> [Your goal]: In the news report on US-Iran nuclear talks, rewrite the passage starting at "President Joe Biden" and ending at "new U.S. president.", changing "deadlock" to "standoff".

(Document passage)

US, Iran to begin indirect nuclear-limit talks
The United States and Iran said on April 3 they will begin indirect negotiations with intermediaries next week to try to get both countries back into compliance with an accord limiting Iran's nuclear program, nearly three years after President Donald Trump pulled the U.S. out of the deal.
The announcement marks one of the first bits of tangible progress in efforts to return both nations to terms of the 2015 accord, which bound Iran to restrictions in return for relief from U.S. and international sanctions.
President Joe Biden came into office saying that getting back into the accord and getting Iran's nuclear program back under international restrictions was a priority. But Iran and the United States have disagreed over Iran's demands that sanctions be lifted first, and that deadlock has threatened to become an early foreign policy setback for the new U.S. president.
Administration officials played down expectations for next week's talks. State Department spokesperson Ned Price called the resumption of negotiations, scheduled for Tuesday in Vienna, "a healthy step forward." But Price added, "These remain early days, and we don't anticipate an immediate breakthrough as there will be difficult discussions ahead."

(End Document passage)
(Dataset extract)

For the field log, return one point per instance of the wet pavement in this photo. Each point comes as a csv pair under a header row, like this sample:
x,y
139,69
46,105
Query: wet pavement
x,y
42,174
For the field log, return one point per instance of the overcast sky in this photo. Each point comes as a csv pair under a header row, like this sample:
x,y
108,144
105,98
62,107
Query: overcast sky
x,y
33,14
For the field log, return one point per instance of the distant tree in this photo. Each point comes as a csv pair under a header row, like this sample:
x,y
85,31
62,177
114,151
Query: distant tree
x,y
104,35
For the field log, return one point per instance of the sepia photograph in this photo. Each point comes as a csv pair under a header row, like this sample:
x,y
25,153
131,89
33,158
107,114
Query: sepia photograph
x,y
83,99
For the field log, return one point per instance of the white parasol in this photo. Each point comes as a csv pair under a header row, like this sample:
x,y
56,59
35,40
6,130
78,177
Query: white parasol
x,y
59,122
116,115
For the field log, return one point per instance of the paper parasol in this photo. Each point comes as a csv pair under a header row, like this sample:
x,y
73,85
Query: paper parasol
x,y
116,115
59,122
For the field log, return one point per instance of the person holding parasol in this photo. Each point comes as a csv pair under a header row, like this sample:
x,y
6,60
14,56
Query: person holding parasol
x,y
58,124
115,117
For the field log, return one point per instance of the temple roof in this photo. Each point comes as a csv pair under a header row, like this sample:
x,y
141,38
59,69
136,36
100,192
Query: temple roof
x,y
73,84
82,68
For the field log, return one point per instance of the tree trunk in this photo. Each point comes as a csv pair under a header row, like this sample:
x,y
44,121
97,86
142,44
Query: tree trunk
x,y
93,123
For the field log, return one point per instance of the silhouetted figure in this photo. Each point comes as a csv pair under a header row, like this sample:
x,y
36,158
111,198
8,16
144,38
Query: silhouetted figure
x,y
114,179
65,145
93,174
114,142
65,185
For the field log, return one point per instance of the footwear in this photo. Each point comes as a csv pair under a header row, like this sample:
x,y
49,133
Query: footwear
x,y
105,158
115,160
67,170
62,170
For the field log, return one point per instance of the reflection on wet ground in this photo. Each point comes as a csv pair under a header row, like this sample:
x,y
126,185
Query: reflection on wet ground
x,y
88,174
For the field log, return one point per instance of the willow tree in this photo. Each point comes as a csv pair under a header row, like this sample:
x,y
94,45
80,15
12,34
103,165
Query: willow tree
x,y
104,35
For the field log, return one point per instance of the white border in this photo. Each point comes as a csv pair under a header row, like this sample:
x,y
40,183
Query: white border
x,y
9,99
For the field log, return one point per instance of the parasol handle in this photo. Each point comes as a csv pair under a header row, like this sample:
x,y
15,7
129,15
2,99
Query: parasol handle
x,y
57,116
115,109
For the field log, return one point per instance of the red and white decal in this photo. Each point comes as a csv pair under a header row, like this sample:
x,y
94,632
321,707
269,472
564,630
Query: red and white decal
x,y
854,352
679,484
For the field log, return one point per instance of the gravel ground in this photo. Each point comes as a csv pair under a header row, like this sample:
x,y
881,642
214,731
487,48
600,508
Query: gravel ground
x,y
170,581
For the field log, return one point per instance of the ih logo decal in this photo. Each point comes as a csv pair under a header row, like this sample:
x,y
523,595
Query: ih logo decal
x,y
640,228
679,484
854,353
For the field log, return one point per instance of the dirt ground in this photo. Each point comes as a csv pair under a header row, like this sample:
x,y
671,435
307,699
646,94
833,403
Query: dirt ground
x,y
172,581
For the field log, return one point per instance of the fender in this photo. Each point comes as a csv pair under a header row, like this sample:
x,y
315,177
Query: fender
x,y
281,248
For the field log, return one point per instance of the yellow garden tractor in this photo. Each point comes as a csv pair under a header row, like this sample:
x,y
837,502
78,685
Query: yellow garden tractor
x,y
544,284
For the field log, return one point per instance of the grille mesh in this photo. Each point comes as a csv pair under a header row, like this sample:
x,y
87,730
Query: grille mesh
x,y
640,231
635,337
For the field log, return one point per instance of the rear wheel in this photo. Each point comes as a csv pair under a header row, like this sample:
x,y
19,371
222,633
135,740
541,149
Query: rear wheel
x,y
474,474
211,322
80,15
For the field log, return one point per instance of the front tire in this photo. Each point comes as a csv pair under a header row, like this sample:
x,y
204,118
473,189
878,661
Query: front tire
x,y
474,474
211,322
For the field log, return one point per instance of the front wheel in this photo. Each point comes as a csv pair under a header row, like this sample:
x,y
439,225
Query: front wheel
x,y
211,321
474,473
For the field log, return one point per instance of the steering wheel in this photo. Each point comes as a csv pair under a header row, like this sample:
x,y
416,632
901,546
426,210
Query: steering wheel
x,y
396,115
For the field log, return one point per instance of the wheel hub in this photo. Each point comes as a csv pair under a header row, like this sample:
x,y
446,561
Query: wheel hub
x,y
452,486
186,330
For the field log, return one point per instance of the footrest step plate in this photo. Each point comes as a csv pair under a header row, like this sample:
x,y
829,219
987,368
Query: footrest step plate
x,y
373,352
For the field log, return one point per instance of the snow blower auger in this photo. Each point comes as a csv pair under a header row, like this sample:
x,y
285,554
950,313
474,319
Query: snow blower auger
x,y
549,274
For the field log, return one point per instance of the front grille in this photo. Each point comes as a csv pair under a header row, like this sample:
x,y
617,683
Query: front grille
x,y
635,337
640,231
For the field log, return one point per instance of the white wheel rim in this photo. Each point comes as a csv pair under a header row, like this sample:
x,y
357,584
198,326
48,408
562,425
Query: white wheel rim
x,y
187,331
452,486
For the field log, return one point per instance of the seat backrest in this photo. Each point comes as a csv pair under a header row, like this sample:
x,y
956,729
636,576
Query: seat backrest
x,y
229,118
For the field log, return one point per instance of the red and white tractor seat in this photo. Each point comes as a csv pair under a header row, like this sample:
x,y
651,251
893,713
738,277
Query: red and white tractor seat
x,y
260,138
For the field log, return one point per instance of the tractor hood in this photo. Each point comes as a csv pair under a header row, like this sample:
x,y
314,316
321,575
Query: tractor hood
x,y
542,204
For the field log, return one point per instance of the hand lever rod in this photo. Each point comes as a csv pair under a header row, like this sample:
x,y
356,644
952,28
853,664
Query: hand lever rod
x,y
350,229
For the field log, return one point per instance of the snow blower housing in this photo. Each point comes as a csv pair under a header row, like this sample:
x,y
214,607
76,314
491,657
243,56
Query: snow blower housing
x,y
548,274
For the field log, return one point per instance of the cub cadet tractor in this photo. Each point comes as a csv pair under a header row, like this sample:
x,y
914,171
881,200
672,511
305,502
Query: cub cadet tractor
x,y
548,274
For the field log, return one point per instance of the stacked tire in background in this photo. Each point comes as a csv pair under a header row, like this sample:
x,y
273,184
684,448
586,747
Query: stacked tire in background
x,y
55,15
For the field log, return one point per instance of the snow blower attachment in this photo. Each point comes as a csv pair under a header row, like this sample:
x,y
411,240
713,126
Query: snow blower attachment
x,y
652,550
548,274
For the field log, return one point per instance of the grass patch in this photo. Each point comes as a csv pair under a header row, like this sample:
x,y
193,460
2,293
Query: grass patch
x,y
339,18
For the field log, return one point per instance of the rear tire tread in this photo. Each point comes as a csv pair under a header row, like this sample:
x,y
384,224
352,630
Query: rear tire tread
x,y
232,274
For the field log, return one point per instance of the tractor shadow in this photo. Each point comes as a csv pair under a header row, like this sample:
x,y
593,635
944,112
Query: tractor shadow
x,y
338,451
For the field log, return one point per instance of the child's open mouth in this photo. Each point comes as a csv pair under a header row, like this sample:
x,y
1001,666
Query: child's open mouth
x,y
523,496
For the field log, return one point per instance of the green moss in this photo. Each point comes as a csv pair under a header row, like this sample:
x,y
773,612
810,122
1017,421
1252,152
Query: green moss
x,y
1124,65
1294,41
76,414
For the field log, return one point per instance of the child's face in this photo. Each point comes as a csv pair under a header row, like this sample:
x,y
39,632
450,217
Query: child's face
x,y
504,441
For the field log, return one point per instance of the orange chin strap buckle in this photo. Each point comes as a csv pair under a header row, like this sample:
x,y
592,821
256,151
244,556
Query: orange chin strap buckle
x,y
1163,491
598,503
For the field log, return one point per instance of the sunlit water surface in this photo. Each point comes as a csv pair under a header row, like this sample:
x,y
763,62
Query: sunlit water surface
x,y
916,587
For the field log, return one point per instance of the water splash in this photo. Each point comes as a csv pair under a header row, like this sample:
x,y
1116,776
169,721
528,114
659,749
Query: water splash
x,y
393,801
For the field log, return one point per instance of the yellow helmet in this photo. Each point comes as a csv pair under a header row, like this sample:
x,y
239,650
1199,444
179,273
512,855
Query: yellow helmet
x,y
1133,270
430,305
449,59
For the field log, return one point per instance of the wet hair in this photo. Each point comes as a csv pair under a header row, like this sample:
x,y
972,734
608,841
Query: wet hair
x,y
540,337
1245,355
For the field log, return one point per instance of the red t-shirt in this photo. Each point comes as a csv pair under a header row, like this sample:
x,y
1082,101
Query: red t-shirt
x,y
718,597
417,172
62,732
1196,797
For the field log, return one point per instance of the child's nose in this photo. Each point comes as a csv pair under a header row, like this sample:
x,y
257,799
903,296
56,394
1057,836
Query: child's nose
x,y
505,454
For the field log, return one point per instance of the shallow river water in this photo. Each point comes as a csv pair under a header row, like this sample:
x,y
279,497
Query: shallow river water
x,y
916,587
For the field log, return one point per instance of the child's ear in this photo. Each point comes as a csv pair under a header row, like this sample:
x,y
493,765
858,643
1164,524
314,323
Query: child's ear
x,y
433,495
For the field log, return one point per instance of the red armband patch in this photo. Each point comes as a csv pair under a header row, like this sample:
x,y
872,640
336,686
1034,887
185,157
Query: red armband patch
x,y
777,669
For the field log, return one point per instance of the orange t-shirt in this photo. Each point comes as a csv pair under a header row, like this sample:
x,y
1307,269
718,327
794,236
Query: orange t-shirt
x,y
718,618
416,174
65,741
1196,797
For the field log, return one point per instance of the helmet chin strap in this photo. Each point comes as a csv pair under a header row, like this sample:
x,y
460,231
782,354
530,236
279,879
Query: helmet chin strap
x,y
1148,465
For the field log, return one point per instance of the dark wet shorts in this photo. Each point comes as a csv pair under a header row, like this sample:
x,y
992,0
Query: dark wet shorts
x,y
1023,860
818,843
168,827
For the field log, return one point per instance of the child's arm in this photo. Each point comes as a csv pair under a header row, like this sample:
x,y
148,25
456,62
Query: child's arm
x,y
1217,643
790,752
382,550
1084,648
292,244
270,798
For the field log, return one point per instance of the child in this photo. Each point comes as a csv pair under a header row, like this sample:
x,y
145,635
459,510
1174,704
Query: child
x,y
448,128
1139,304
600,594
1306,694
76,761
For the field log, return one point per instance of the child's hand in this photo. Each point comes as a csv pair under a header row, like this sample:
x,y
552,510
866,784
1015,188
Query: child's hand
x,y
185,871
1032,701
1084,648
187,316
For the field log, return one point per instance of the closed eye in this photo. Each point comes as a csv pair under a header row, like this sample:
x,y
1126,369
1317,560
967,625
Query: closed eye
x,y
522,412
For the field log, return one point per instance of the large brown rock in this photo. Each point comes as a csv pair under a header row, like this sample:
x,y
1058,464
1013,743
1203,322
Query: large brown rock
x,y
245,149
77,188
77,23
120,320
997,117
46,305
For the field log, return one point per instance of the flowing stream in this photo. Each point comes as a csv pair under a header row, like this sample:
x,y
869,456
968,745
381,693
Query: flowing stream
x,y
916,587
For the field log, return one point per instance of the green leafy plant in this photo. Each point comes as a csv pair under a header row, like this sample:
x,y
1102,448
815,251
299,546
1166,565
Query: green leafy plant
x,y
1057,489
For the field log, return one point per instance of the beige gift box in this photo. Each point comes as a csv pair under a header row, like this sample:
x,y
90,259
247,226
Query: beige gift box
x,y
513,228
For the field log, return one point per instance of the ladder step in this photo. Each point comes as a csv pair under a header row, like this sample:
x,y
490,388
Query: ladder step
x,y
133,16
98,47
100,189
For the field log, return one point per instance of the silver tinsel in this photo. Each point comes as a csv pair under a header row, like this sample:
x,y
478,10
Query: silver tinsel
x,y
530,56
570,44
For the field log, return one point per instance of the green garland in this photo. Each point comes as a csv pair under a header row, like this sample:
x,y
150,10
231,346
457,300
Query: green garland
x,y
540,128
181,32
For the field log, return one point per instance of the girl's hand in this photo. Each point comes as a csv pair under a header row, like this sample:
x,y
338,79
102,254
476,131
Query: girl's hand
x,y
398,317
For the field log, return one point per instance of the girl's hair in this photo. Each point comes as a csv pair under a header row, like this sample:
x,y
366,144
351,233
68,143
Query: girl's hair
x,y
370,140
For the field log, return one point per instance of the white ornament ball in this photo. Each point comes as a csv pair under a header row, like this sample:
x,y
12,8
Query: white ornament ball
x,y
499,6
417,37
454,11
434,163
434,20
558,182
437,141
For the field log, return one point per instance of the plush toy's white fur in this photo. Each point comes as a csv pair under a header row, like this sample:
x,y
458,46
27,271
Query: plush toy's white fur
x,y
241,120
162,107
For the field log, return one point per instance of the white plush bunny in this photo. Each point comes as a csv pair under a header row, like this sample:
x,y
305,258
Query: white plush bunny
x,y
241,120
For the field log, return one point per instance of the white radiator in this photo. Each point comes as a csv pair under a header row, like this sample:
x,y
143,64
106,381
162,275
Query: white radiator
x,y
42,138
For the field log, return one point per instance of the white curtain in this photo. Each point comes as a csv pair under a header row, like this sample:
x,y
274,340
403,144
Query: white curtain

(End Dataset extract)

> [Answer space]:
President Joe Biden came into office saying that getting back into the accord and getting Iran's nuclear program back under international restrictions was a priority. But Iran and the United States have disagreed over Iran's demands that sanctions be lifted first, and that standoff has threatened to become an early foreign policy setback for the new U.S. president.